#### THE TASK:
Write out exactly the lines from the one that contains "of the bush" down to the last line of the material below, keeping both ends and omitting pictures.

#### PROVIDED MATERIAL:
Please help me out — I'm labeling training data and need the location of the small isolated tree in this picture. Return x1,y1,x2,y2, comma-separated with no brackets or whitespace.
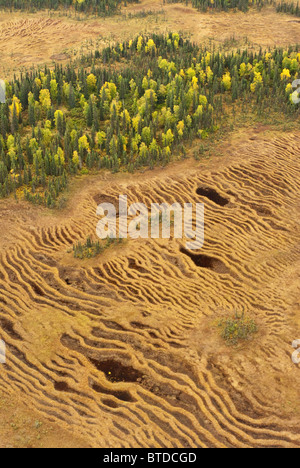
72,150,80,170
54,110,64,134
50,79,58,102
141,126,151,146
87,74,97,94
162,129,174,147
39,89,51,111
222,72,232,91
96,131,106,150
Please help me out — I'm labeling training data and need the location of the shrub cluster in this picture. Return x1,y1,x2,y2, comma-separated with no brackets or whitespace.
0,34,299,205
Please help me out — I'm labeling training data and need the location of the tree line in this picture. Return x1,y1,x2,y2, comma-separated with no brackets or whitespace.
0,0,139,16
166,0,265,12
0,33,299,206
276,1,300,16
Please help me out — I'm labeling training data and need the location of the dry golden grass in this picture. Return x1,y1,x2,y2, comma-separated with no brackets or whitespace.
0,128,300,447
0,2,299,76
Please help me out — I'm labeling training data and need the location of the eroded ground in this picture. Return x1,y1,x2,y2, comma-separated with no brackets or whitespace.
0,128,300,447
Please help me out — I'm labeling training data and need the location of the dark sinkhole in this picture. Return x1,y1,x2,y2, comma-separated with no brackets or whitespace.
180,247,230,274
196,187,229,207
88,358,143,383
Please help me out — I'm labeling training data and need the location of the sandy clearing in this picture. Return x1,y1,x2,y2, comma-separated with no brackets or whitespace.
0,3,299,77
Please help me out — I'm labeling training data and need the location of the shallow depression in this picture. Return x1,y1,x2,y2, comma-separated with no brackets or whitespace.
196,187,230,207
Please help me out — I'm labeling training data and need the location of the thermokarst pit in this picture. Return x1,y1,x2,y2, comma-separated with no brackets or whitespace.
196,187,230,207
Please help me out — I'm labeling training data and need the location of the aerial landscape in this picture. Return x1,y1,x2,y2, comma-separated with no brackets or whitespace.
0,0,299,450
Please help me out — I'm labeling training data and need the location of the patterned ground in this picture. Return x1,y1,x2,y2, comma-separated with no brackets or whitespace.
0,128,299,447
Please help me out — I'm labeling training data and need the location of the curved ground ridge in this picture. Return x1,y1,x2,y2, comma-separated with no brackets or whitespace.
0,131,300,447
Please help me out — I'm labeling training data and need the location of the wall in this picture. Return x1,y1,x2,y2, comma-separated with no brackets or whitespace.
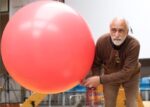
65,0,150,59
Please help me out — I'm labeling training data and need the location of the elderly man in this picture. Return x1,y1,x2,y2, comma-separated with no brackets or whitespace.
82,17,141,107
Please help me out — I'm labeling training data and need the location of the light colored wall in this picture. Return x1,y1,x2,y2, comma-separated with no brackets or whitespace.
65,0,150,58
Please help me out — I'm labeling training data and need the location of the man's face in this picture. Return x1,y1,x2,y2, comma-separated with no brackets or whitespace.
110,19,128,46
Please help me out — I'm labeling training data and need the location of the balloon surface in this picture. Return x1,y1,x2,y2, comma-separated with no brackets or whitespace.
1,1,95,94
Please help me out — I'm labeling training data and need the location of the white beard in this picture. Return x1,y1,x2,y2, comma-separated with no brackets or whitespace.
111,36,127,46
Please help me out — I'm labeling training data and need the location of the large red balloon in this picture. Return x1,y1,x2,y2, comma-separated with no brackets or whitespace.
1,1,95,94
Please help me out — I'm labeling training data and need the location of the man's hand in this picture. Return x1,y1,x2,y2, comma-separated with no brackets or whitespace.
81,76,100,88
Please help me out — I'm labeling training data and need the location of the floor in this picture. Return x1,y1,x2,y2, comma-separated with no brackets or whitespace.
143,101,150,107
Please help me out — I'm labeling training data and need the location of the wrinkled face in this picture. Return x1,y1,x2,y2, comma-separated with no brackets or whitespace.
110,18,128,46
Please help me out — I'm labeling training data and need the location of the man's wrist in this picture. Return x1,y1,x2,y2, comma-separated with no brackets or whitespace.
99,76,103,84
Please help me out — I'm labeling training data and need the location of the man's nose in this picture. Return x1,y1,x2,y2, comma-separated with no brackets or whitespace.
114,31,120,38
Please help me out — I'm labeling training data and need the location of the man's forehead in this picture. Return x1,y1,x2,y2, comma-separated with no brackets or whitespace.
110,24,125,29
110,18,128,29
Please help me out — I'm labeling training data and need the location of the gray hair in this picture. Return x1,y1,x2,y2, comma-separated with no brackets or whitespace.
110,17,130,31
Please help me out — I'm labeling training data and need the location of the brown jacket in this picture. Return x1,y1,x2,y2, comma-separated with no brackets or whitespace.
92,33,141,84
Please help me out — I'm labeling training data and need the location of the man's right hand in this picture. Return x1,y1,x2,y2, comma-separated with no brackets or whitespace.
80,76,100,88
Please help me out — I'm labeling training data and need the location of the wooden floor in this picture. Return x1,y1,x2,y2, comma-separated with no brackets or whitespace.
0,101,149,107
143,101,150,107
20,85,148,107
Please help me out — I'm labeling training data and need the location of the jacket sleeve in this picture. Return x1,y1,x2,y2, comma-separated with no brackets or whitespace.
100,40,140,84
91,39,103,76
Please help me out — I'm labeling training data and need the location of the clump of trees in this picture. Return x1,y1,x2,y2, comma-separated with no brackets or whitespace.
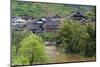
12,30,31,55
56,20,96,57
12,31,48,65
39,32,56,42
79,23,96,57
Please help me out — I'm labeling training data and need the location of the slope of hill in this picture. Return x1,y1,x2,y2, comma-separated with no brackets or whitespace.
12,1,95,18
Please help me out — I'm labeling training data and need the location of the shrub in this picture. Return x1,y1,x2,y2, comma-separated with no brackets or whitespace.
79,23,96,57
13,33,48,65
39,32,56,42
58,20,83,53
12,30,31,54
57,20,96,57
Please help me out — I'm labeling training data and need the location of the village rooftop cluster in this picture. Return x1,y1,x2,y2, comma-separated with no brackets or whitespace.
11,11,95,33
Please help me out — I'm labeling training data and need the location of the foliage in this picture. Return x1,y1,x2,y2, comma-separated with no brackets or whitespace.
12,1,96,19
57,20,96,57
79,23,96,57
86,11,95,19
11,1,96,65
12,30,31,54
11,1,76,18
12,32,48,65
39,32,56,42
85,7,96,19
58,20,83,53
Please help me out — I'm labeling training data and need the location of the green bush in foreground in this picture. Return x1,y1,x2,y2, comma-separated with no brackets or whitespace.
13,33,48,65
12,30,31,55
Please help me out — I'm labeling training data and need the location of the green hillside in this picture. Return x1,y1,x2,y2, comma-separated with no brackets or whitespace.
11,1,77,18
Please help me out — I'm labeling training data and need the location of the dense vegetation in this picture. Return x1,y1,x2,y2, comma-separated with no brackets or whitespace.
11,0,96,66
12,1,76,18
12,31,48,65
39,32,56,42
12,30,31,54
56,20,96,57
12,0,95,18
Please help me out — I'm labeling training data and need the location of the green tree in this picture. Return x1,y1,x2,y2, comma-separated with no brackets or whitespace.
39,32,56,42
85,7,96,19
58,20,83,53
12,30,31,54
57,20,96,57
13,33,48,65
79,23,96,57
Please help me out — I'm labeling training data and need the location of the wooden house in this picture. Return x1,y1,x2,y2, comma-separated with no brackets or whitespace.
68,12,86,22
42,15,60,32
26,19,44,33
11,16,28,31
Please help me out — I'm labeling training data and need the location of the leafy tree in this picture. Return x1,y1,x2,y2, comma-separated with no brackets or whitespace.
12,30,31,54
13,33,48,65
57,20,96,57
85,7,96,19
79,23,96,57
39,32,56,42
58,20,82,53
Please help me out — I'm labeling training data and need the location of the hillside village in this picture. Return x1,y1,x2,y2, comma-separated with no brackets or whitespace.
11,1,96,66
11,11,95,33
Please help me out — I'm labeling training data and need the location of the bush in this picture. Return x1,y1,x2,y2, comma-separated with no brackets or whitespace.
12,30,32,65
79,23,96,57
12,30,31,54
58,20,83,53
57,20,96,57
39,32,56,42
13,33,48,65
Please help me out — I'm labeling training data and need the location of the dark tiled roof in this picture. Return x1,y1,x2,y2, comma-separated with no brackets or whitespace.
70,12,86,18
27,23,41,29
45,20,59,25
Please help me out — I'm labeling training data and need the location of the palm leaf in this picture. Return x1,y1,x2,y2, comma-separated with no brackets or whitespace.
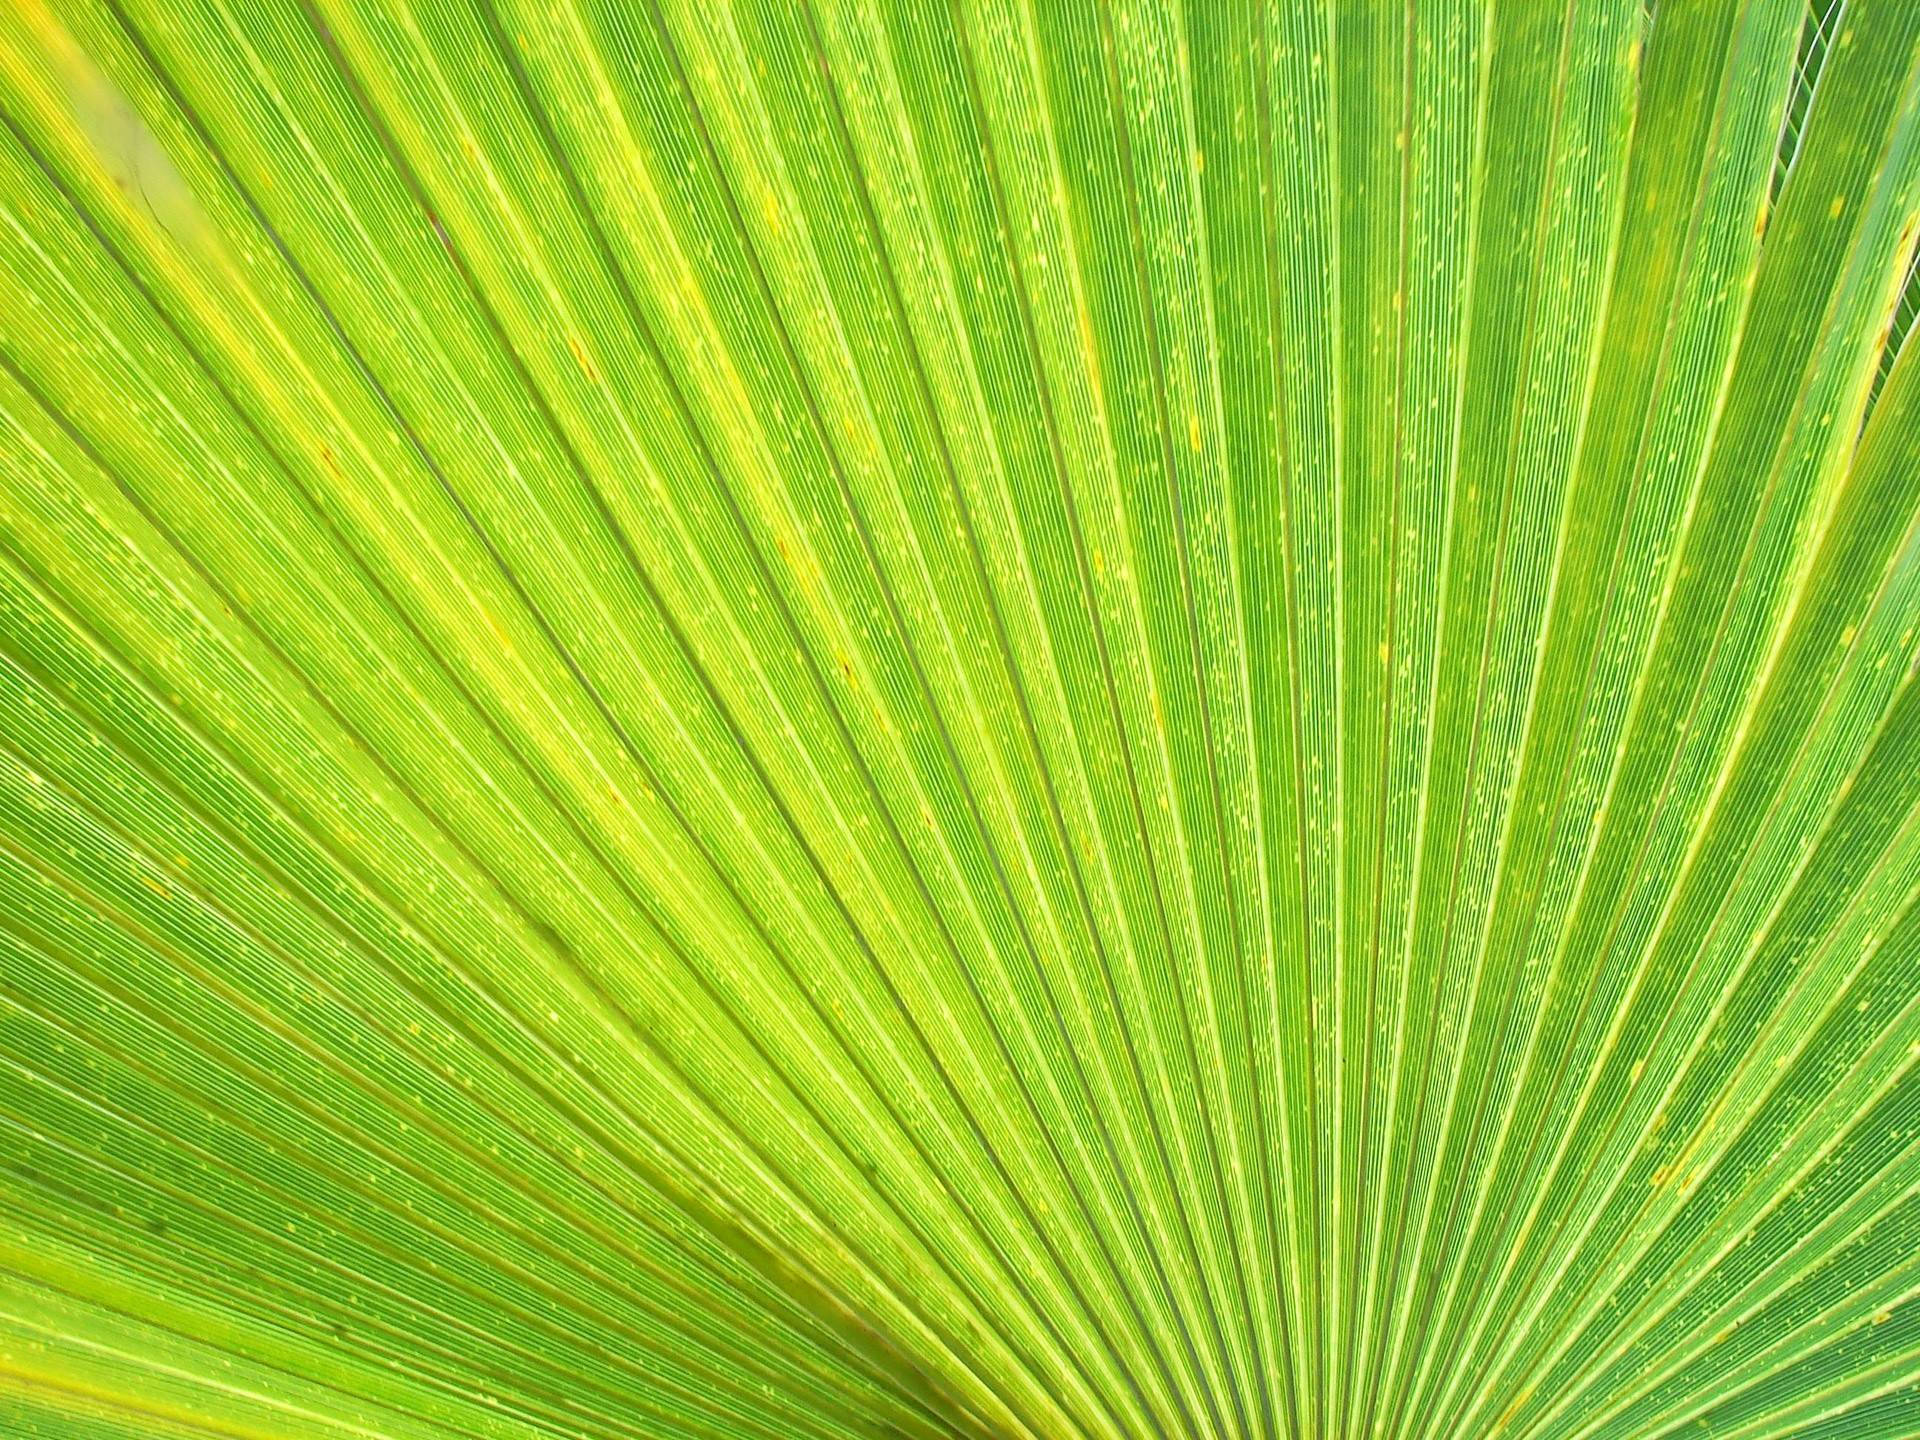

#### SOLUTION FOR THIS TASK:
Please help me out — I'm labeling training data and need the location of the bush in this picture. Return x1,y1,x2,y2, comma-separated with no brackets or whitespace.
12,30,32,65
79,23,96,57
12,30,31,54
58,20,83,53
57,20,96,57
39,32,56,42
13,33,48,65
Please help me out — I'm labeling training data and need the location of the dark tiled roof in this picture. Return x1,y1,x2,y2, comma-separated with no brackets or whitespace.
70,12,86,18
27,23,41,29
45,20,59,25
Please help me out — I'm labeling training data and need the location of the palm leaf in this picture. Return x1,y1,x2,y2, comma-separated with no brackets or whitespace.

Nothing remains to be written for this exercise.